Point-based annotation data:
======

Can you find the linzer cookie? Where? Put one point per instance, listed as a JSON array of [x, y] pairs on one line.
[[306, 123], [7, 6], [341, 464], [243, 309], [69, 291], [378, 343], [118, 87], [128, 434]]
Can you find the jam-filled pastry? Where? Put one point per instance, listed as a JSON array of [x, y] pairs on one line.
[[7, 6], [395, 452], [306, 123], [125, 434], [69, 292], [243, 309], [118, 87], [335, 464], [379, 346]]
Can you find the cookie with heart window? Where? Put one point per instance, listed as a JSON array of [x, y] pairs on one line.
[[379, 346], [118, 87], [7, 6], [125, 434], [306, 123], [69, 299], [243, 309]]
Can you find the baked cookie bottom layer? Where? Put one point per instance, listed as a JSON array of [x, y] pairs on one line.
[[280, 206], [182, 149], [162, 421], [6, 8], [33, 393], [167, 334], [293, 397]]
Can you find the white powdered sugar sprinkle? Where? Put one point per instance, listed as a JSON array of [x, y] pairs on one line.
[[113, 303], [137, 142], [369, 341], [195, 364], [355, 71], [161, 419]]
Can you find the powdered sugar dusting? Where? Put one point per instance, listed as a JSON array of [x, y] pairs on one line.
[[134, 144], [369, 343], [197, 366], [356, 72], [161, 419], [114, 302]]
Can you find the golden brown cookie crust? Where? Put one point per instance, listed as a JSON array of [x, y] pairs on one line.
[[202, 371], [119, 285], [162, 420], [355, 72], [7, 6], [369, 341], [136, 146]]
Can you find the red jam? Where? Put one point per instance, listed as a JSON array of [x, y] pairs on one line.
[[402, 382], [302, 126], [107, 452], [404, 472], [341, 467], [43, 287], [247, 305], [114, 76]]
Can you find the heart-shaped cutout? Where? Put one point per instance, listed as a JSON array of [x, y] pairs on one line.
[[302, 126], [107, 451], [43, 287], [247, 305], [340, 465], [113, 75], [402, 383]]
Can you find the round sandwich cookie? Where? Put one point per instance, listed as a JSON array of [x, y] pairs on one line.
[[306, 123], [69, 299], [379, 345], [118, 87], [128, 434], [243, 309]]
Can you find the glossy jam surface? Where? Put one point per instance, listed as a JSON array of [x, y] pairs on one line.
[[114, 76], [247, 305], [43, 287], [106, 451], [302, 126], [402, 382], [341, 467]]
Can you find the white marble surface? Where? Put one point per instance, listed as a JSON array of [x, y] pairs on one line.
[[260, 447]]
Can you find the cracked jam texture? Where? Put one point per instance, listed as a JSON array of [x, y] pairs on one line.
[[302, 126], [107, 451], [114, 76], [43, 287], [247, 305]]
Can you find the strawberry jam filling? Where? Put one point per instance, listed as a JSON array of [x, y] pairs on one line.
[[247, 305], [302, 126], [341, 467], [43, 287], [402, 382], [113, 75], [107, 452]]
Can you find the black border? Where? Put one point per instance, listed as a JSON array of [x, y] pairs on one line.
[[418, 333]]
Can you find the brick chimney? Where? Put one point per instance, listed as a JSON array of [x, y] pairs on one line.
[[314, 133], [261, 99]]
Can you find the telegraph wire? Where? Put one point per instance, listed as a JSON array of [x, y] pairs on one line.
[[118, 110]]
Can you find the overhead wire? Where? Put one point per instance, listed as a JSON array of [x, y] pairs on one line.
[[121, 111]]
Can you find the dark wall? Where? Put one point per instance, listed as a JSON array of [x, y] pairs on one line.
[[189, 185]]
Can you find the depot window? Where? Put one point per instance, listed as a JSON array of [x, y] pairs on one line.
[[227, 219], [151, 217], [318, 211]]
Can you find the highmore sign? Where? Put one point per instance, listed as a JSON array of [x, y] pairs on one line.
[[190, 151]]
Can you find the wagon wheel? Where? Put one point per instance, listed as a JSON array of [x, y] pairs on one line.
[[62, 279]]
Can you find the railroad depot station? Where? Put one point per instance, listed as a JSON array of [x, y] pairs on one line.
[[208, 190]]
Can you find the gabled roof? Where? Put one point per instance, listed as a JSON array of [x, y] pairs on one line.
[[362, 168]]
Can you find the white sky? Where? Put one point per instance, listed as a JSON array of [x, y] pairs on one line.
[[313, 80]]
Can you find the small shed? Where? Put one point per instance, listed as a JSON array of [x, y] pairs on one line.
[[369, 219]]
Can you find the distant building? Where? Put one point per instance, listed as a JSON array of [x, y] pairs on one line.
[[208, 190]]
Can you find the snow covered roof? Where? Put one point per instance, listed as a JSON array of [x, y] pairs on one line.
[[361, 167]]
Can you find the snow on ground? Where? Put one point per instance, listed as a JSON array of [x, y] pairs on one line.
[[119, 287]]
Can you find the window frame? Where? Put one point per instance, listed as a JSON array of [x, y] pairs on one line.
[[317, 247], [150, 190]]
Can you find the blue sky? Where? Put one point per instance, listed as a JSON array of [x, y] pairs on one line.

======

- GIVEN TASK: Render every line of the material above as a numbered list, leaving out any blank lines.

- CORRECT RESULT:
1. Can you find the linzer cookie? Where? Put one point per instance, listed as a JSON array of [x, y] pairs on one line.
2. [[306, 123], [7, 6], [341, 464], [243, 309], [69, 291], [378, 343], [118, 87], [128, 434]]
3. Can you find the jam-filled pastry? Where? Put one point per instance, listed as a JSON array of [x, y] pairs on one line.
4. [[7, 6], [395, 452], [306, 123], [125, 434], [69, 292], [243, 309], [118, 87], [335, 464], [379, 346]]
5. Can you find the cookie with heart window? Where? Put one point per instance, listed as a JSON array of [x, y] pairs on one line.
6. [[379, 346], [118, 87], [7, 6], [125, 434], [306, 123], [69, 299], [243, 309]]
7. Can you find the baked cookie bottom layer? Where? Put one point per instance, listed as a JSON array of [x, y] pairs on one line.
8. [[280, 206], [182, 149], [162, 421], [6, 8], [33, 393], [167, 334], [293, 397]]
9. Can you find the white powdered sugar sprinkle? Where? Put one point per instance, listed as a JSON array of [x, y] pairs on one line.
10. [[113, 303], [137, 142], [369, 341], [195, 364], [355, 71], [161, 419]]
11. Can you find the powdered sugar dusting? Where? Put one point per instance, listed as a JSON array of [x, y] pairs on one line.
12. [[134, 144], [369, 343], [197, 366], [356, 72], [161, 419], [114, 302]]
13. Can you find the golden brown cookie crust? Where? Put one point per instance, listed as a JSON array of [x, y] pairs on one line.
14. [[202, 371], [119, 285], [162, 420], [355, 72], [7, 6], [369, 341], [136, 146]]
15. Can you find the red jam? Where? Put one point per instance, listed as a JSON array of [x, y] pairs on one line.
16. [[402, 382], [302, 126], [107, 452], [404, 472], [341, 467], [43, 287], [247, 305], [114, 76]]
17. Can you find the heart-shaped cutout? Where? Put one point per instance, listed as a JSON array of [x, y] pairs on one line.
18. [[302, 126], [107, 451], [43, 287], [247, 305], [340, 465], [113, 75], [402, 383]]
19. Can you find the round sandwich cookie? Where? Put one point per instance, listed as a JSON array of [x, y] pairs on one line.
20. [[306, 123], [69, 299], [379, 345], [118, 87], [128, 434], [243, 309]]
21. Can you find the glossy jam surface? Where? Put one point per instance, listed as a JSON array of [x, y] pairs on one line.
22. [[114, 76], [247, 305], [43, 287], [106, 451], [302, 126], [402, 382], [341, 467]]
23. Can you find the white marble surface? Where? Put one point per instance, listed as a JSON array of [x, y] pairs on one line.
24. [[260, 447]]
25. Can you find the cracked jam texture? Where? Put one point per instance, listed as a JSON array of [x, y] pairs on one line.
26. [[302, 126], [107, 451], [114, 76], [43, 287], [247, 305]]
27. Can you find the strawberry jam filling? Where? Put one point per instance, listed as a JSON array of [x, y] pairs on one line.
28. [[247, 305], [302, 126], [341, 467], [43, 287], [402, 382], [113, 75], [107, 452]]
29. Can you find the black border? Where? Put one point per instance, listed as a JSON array of [x, y] pairs on one line.
30. [[418, 333]]
31. Can you find the brick chimney? Where? Put one point per instance, listed as a JSON array of [x, y] pairs on one line.
32. [[314, 133], [261, 99]]
33. Can you find the telegraph wire? Where? Put one point per instance, listed as a JSON array of [x, y] pairs on one line.
34. [[118, 110]]
35. Can you find the overhead wire? Where? Put one point per instance, listed as a JSON array of [x, y] pairs on one line.
36. [[121, 111]]
37. Can you find the dark wall? Where? Put one point per instance, listed as a JSON array of [x, y] pairs on one line.
38. [[189, 185]]
39. Can you find the depot window? Where? Put one point per instance, listed as a JSON array of [x, y] pairs on one line.
40. [[227, 219], [151, 217], [318, 211]]
41. Can you find the highmore sign? Where? Put one point per instance, listed as a JSON array of [x, y] pairs on one line.
42. [[190, 151]]
43. Can you find the wagon wheel? Where? Put one point per instance, listed as a JSON array of [x, y] pairs on one line.
44. [[62, 279]]
45. Can you find the railroad depot station? Where? Put one point per instance, listed as a JSON array of [x, y] pairs on one line.
46. [[208, 190]]
47. Can you find the gabled roof? Where? Put one point per instance, listed as a JSON array of [x, y] pairs on one line.
48. [[362, 168]]
49. Can you find the white sky? Where? Put one point per instance, listed as a JSON array of [x, y] pairs on one line.
50. [[313, 80]]
51. Can you find the small shed? Where? Put one point per instance, listed as a JSON array of [x, y] pairs on one line.
52. [[369, 219]]
53. Can you find the distant building? Where? Put one point per instance, listed as a JSON array of [x, y] pairs on one line.
54. [[208, 190]]
55. Can you find the snow covered roof? Where? Put one point per instance, listed as a JSON array of [x, y] pairs on one line.
56. [[361, 167]]
57. Can you find the snow on ground? Where? Put one point per instance, listed as a JSON array of [x, y] pairs on one line.
58. [[119, 287]]
59. Can you find the window frame? Where? Put one point per instance, listed as a JSON array of [x, y] pairs on one line.
60. [[317, 247], [150, 190]]
61. Can you find the blue sky? Where? Put one point per instance, listed as a JSON array of [x, y] pairs on one line.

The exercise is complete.